Requirement:
Rewrite the material from the line with "TARGET = tree canopy" through the end, changing "pin" to "marker" and keeping everything else the same.

(begin)

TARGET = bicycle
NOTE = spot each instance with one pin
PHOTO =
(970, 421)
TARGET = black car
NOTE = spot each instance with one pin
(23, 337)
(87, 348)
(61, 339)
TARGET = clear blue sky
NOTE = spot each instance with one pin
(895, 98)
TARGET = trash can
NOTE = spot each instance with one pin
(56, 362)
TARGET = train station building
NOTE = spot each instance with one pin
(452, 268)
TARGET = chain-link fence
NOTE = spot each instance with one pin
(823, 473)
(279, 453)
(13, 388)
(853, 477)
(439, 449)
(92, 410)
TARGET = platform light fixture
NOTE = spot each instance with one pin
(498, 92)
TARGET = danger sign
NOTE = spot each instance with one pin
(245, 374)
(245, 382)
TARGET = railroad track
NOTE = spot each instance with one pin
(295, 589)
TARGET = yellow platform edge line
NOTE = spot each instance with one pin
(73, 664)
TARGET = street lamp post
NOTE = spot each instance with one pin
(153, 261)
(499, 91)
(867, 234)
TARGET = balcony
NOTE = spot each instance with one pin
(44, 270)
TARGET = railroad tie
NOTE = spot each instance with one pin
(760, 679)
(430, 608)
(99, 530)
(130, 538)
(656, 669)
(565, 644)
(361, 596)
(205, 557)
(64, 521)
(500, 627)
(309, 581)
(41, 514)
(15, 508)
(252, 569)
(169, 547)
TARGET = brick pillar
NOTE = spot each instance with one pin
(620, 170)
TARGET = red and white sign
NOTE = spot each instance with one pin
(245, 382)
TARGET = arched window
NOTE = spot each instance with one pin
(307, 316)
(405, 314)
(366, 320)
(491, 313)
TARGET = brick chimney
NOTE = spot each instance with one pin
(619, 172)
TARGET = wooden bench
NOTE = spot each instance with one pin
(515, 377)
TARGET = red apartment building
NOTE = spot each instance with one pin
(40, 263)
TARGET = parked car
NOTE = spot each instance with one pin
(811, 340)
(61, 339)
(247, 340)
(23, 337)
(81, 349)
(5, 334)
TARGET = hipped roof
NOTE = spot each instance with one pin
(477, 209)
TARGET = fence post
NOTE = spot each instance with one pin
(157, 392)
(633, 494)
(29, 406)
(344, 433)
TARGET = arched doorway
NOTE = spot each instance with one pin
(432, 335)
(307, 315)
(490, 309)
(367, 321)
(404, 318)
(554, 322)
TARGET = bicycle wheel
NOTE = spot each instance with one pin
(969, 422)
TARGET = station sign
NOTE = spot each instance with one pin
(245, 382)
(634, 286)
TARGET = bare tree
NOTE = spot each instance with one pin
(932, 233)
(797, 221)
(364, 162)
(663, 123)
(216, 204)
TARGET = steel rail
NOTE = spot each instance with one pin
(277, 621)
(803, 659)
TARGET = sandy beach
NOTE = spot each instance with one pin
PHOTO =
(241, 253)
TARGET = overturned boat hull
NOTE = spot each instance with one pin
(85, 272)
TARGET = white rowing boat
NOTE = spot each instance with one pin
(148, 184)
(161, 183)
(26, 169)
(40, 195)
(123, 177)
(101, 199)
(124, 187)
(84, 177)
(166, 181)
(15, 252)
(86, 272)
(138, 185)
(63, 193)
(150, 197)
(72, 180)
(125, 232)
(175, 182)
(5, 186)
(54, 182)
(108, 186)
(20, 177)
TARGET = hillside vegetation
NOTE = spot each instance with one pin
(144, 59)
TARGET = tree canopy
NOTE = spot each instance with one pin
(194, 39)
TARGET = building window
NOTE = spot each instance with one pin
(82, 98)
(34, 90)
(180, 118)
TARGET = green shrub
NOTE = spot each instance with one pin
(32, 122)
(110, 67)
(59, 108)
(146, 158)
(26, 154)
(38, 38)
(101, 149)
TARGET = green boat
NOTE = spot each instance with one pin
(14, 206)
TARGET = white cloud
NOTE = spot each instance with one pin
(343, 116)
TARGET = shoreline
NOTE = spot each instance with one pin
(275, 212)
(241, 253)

(end)

Worked answer:
TARGET = tree canopy
NOTE = spot each instance with one marker
(194, 39)
TARGET = building window
NOTE = spot each instance with one marker
(82, 98)
(34, 90)
(180, 118)
TARGET = green shrub
NOTE = spot each instance with one marker
(32, 122)
(110, 67)
(59, 108)
(146, 158)
(26, 154)
(38, 38)
(101, 149)
TARGET = green boat
NOTE = spot each instance with one marker
(14, 206)
TARGET = white cloud
NOTE = spot each instance with one marker
(343, 116)
TARGET = shoreline
NOTE = spot each instance with one marker
(275, 212)
(241, 253)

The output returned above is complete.